Problem to solve: In the entries below, find the line containing "Query: palace building". Copy it and all lines after it, exactly, through the end.

--- Provided entries Enclosed Below ---

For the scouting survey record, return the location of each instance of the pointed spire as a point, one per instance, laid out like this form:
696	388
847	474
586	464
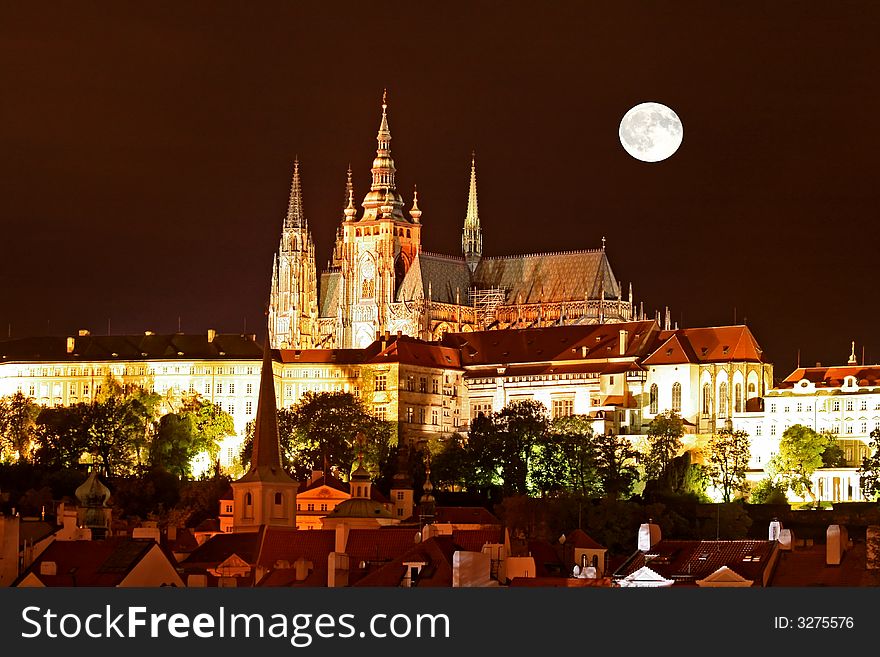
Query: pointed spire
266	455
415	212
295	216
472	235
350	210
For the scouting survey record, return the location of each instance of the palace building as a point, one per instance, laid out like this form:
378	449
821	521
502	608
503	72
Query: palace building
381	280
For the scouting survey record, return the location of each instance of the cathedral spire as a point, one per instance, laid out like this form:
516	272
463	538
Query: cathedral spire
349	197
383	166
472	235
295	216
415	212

--- End of Enclosed Provided entries ---

Exercise result:
Query: palace building
381	280
For the scouting survey record, return the location of each instance of the cathedral spire as a point, one per instance, laid out like this form:
516	272
463	538
Query: cathedral spire
349	197
383	166
472	235
295	216
415	212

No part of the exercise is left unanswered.